>> begin RECORD LIST
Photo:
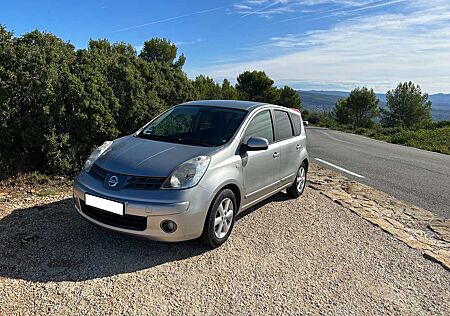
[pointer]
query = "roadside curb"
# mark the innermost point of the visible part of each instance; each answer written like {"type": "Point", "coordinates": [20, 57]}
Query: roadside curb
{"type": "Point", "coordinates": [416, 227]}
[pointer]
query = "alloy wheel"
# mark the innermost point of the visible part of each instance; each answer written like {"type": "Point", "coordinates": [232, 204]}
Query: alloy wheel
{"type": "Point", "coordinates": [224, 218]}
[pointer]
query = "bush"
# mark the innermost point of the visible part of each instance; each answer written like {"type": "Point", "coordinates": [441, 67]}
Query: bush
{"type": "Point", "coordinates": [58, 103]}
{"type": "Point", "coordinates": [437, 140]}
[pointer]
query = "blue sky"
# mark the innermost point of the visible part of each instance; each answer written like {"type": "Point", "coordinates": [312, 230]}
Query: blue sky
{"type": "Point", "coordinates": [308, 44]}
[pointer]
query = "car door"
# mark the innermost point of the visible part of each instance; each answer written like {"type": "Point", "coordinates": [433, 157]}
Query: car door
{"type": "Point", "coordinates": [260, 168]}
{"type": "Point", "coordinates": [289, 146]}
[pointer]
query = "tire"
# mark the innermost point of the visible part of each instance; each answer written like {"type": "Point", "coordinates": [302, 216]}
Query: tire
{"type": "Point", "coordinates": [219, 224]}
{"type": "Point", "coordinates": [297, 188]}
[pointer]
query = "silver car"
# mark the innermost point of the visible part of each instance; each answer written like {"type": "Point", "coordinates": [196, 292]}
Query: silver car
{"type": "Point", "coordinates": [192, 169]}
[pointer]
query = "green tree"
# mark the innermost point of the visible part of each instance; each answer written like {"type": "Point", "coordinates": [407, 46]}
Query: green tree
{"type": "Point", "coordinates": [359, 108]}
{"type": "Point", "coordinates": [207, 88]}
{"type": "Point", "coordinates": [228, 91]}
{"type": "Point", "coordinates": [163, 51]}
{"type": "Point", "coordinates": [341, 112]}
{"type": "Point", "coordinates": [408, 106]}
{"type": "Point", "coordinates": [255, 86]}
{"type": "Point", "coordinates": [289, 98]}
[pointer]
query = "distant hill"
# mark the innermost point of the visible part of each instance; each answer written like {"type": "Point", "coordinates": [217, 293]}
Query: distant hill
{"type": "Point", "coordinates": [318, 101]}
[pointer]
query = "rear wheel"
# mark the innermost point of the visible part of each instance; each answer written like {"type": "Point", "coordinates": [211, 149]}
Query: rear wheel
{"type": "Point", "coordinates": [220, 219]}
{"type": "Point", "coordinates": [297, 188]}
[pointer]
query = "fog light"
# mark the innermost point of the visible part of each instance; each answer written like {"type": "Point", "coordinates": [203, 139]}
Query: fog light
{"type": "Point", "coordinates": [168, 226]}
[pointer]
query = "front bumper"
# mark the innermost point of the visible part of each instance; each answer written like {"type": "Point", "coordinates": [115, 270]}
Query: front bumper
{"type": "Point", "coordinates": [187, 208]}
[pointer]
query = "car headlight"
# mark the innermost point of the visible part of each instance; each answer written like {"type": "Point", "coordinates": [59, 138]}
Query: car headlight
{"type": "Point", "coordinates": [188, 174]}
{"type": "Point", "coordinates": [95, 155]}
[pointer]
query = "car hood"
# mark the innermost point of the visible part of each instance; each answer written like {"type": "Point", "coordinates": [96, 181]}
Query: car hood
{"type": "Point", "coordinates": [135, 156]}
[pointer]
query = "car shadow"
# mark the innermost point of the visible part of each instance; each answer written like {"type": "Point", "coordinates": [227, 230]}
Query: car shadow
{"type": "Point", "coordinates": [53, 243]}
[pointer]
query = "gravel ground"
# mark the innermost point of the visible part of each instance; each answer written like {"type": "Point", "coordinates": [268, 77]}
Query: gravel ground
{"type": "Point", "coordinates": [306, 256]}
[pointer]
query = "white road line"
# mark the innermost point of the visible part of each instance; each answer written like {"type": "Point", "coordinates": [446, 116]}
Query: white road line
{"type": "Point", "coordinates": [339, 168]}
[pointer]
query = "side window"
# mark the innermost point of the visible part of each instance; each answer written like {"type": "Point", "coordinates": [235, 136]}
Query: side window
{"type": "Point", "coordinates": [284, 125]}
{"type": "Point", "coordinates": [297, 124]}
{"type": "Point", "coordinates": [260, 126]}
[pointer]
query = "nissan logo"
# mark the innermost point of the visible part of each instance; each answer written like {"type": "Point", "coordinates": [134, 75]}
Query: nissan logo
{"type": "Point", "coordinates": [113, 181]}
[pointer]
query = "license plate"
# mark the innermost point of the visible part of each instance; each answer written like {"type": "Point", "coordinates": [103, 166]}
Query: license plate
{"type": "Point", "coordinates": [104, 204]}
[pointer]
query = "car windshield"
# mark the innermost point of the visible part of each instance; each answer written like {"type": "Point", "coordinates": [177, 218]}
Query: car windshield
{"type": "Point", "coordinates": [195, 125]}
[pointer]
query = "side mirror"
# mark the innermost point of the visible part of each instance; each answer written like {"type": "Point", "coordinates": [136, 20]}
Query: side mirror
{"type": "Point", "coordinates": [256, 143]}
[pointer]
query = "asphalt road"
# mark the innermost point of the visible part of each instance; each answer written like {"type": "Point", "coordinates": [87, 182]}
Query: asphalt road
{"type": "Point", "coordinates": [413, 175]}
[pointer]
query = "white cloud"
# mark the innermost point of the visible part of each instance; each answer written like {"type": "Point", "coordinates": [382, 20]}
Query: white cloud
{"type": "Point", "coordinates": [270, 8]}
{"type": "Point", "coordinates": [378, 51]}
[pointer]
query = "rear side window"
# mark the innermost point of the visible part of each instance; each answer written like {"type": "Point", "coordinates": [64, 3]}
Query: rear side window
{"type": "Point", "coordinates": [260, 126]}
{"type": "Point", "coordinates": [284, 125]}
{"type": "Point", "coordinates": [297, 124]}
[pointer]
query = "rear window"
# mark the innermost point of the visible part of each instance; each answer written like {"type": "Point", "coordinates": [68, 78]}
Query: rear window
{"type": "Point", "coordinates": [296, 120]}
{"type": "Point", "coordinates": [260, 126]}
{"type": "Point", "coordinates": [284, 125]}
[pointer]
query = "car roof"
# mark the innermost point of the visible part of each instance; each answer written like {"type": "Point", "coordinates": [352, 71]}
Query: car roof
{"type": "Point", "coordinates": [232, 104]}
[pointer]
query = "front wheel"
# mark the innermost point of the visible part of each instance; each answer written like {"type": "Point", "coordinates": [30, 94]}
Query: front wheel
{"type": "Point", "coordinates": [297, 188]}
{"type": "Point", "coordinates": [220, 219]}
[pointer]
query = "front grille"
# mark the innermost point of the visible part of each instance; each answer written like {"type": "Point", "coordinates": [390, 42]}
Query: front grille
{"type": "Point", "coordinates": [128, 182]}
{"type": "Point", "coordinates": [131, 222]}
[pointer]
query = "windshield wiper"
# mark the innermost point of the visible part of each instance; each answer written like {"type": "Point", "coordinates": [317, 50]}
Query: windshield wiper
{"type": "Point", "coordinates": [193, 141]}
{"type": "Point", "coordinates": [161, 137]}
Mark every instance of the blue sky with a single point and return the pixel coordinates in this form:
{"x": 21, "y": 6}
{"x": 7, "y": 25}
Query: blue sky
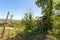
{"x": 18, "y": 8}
>> end RECORD LIST
Nothing but the pictures may be dropped; output the records above exactly.

FULL ANSWER =
Photo:
[pointer]
query = "roadside curb"
# mark the innermost point of the visible part of each instance; each answer written like {"type": "Point", "coordinates": [20, 57]}
Query: roadside curb
{"type": "Point", "coordinates": [416, 227]}
[pointer]
query = "alloy wheel"
# mark the innermost point of the visible part of each instance; each answer written like {"type": "Point", "coordinates": [232, 204]}
Query: alloy wheel
{"type": "Point", "coordinates": [224, 218]}
[pointer]
query = "bush"
# mark the innermost point of the visible part of each instance; each answer written like {"type": "Point", "coordinates": [441, 67]}
Query: bush
{"type": "Point", "coordinates": [58, 103]}
{"type": "Point", "coordinates": [437, 140]}
[pointer]
query = "blue sky"
# mark the innermost point of the visible part of each instance; each answer written like {"type": "Point", "coordinates": [312, 230]}
Query: blue sky
{"type": "Point", "coordinates": [308, 44]}
[pointer]
query = "car door"
# mark the innermost point of the visible part of each instance; each answer written like {"type": "Point", "coordinates": [433, 157]}
Query: car door
{"type": "Point", "coordinates": [260, 168]}
{"type": "Point", "coordinates": [289, 146]}
[pointer]
query = "tire"
# mark the innermost point of the visible part of each instance; each answer written like {"type": "Point", "coordinates": [302, 216]}
Query: tire
{"type": "Point", "coordinates": [219, 224]}
{"type": "Point", "coordinates": [297, 188]}
[pointer]
query = "silver car"
# mark the innermost point of the visible part of each instance; each answer written like {"type": "Point", "coordinates": [196, 292]}
Query: silver car
{"type": "Point", "coordinates": [192, 169]}
[pointer]
query = "green tree"
# mark the innermost point of the visible part of each instance; each answer written like {"type": "Point", "coordinates": [407, 46]}
Query: green tree
{"type": "Point", "coordinates": [359, 108]}
{"type": "Point", "coordinates": [207, 88]}
{"type": "Point", "coordinates": [228, 91]}
{"type": "Point", "coordinates": [163, 51]}
{"type": "Point", "coordinates": [341, 112]}
{"type": "Point", "coordinates": [408, 106]}
{"type": "Point", "coordinates": [255, 86]}
{"type": "Point", "coordinates": [289, 98]}
[pointer]
query = "distant hill"
# mark the innermost point of the visible part of each instance; each answer written like {"type": "Point", "coordinates": [217, 293]}
Query: distant hill
{"type": "Point", "coordinates": [318, 101]}
[pointer]
query = "rear wheel"
# mark the innermost point of the visible part of each instance; each answer written like {"type": "Point", "coordinates": [211, 149]}
Query: rear wheel
{"type": "Point", "coordinates": [220, 219]}
{"type": "Point", "coordinates": [297, 188]}
[pointer]
query = "fog light"
# mark the innermost point of the visible part of each instance; each answer written like {"type": "Point", "coordinates": [203, 139]}
Query: fog light
{"type": "Point", "coordinates": [168, 226]}
[pointer]
query = "front bumper"
# mark the innermost point of the visible part of each instance; each answer written like {"type": "Point", "coordinates": [115, 270]}
Query: front bumper
{"type": "Point", "coordinates": [187, 208]}
[pointer]
query = "car headlight"
# mark the innermost point of the visible part of each instance; each answer written like {"type": "Point", "coordinates": [59, 138]}
Query: car headlight
{"type": "Point", "coordinates": [188, 174]}
{"type": "Point", "coordinates": [95, 155]}
[pointer]
query = "car hood"
# mark the innermost point of the visible part of each instance; each answer written like {"type": "Point", "coordinates": [96, 181]}
Query: car hood
{"type": "Point", "coordinates": [135, 156]}
[pointer]
query = "car shadow"
# mark the innermost point of the visible part of each instance; each answer written like {"type": "Point", "coordinates": [227, 230]}
Query: car shadow
{"type": "Point", "coordinates": [53, 243]}
[pointer]
query = "gravel ground"
# mark the innermost point of the visible part of each instance; each answer written like {"type": "Point", "coordinates": [268, 77]}
Query: gravel ground
{"type": "Point", "coordinates": [306, 256]}
[pointer]
query = "white road line"
# mark the innermost point of the visible part of each instance; each answer written like {"type": "Point", "coordinates": [446, 116]}
Query: white road line
{"type": "Point", "coordinates": [339, 168]}
[pointer]
query = "side window"
# mark the innermost point of the visible part of each instance; each answer written like {"type": "Point", "coordinates": [235, 136]}
Query: side window
{"type": "Point", "coordinates": [284, 125]}
{"type": "Point", "coordinates": [297, 124]}
{"type": "Point", "coordinates": [260, 126]}
[pointer]
query = "nissan logo"
# mark the innermost point of the visible part of each instance; each answer written like {"type": "Point", "coordinates": [134, 75]}
Query: nissan logo
{"type": "Point", "coordinates": [113, 181]}
[pointer]
query = "license plate"
# mark the innermost point of the visible part of each instance; each answer written like {"type": "Point", "coordinates": [103, 166]}
Query: license plate
{"type": "Point", "coordinates": [104, 204]}
[pointer]
query = "car windshield"
# mark the innermost point of the visible part of each instance; each answer written like {"type": "Point", "coordinates": [177, 218]}
Query: car windshield
{"type": "Point", "coordinates": [195, 125]}
[pointer]
query = "side mirror"
# mark the innermost point of the visible part of each instance; each answer written like {"type": "Point", "coordinates": [136, 20]}
Query: side mirror
{"type": "Point", "coordinates": [256, 143]}
[pointer]
query = "asphalt road"
# mark the innermost point of the visible part of each instance; each answer written like {"type": "Point", "coordinates": [87, 182]}
Query: asphalt road
{"type": "Point", "coordinates": [413, 175]}
[pointer]
query = "white cloud"
# mark the innermost point of the visible part of each instance; each answer written like {"type": "Point", "coordinates": [382, 20]}
Query: white cloud
{"type": "Point", "coordinates": [270, 8]}
{"type": "Point", "coordinates": [378, 51]}
[pointer]
query = "rear side window"
# mark the innermost point of the visible part of each instance; each answer written like {"type": "Point", "coordinates": [64, 3]}
Query: rear side window
{"type": "Point", "coordinates": [260, 126]}
{"type": "Point", "coordinates": [284, 125]}
{"type": "Point", "coordinates": [297, 124]}
[pointer]
query = "rear window"
# mark the innermost point of the visible part of each instance; each answer written like {"type": "Point", "coordinates": [68, 78]}
Query: rear window
{"type": "Point", "coordinates": [296, 120]}
{"type": "Point", "coordinates": [260, 126]}
{"type": "Point", "coordinates": [284, 125]}
[pointer]
query = "car roof"
# mark the innermost point of the visible part of each instance; each answer written like {"type": "Point", "coordinates": [352, 71]}
Query: car roof
{"type": "Point", "coordinates": [232, 104]}
[pointer]
query = "front wheel"
# mark the innermost point of the visible part of each instance; each answer written like {"type": "Point", "coordinates": [30, 94]}
Query: front wheel
{"type": "Point", "coordinates": [297, 188]}
{"type": "Point", "coordinates": [220, 219]}
[pointer]
query = "front grille"
# mark the innermost point of the visible part of each instance; each answer written like {"type": "Point", "coordinates": [390, 42]}
Query: front grille
{"type": "Point", "coordinates": [128, 182]}
{"type": "Point", "coordinates": [131, 222]}
[pointer]
query = "windshield wiper"
# mark the innermost point of the visible part of each instance; each answer written like {"type": "Point", "coordinates": [317, 50]}
Query: windshield wiper
{"type": "Point", "coordinates": [193, 141]}
{"type": "Point", "coordinates": [161, 137]}
Mark every instance of the blue sky with a single point and return the pixel coordinates in this form:
{"x": 21, "y": 6}
{"x": 7, "y": 25}
Query: blue sky
{"x": 18, "y": 8}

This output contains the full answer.